**Passage provided**
I would also think that RAID and hotspares works best with identical
disks. This is probably the strongest argument for using Sun branded disks
with their custom firmware, because they are guaranteed to be identical
(even if the mfg is different: Fujitsu, IBM, Seagate, etc.), for each
generic size (9GB, 18GB). Have I understood that right?

What if you don't have identical disks. Could you make do, by defining a
slice on a bigger disk to be identical in size to a RAID slice and use
that in the hotspares pool? I don't see why that shouldn't work.

Oh, also, for this RAID array, I've defined it using slice 2 (backup =
whole disk). That basically ignores any other partitioning on the disk,
doesn't it? Is that a reasonable thing to do? Is there a better way?

Quote:>> My concern is that there was some sort of file system
>> prep, of which I know not, that was necessary for hot spares and at
>> failover it would become obvious that I missed a step.

This is where I think he's talking about partitioning.

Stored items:
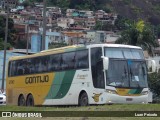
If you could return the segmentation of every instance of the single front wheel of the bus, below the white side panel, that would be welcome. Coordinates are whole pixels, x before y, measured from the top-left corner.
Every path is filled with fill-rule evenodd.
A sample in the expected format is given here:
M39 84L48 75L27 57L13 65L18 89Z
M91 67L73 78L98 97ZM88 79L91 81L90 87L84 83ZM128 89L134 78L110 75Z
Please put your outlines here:
M87 106L88 105L88 96L86 92L80 94L79 97L79 106Z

**Task item**
From the forum post on RAID hot spares above, set down the passage starting with "Oh, also, for" and going on through "a better way?".

**Expected answer**
Oh, also, for this RAID array, I've defined it using slice 2 (backup =
whole disk). That basically ignores any other partitioning on the disk,
doesn't it? Is that a reasonable thing to do? Is there a better way?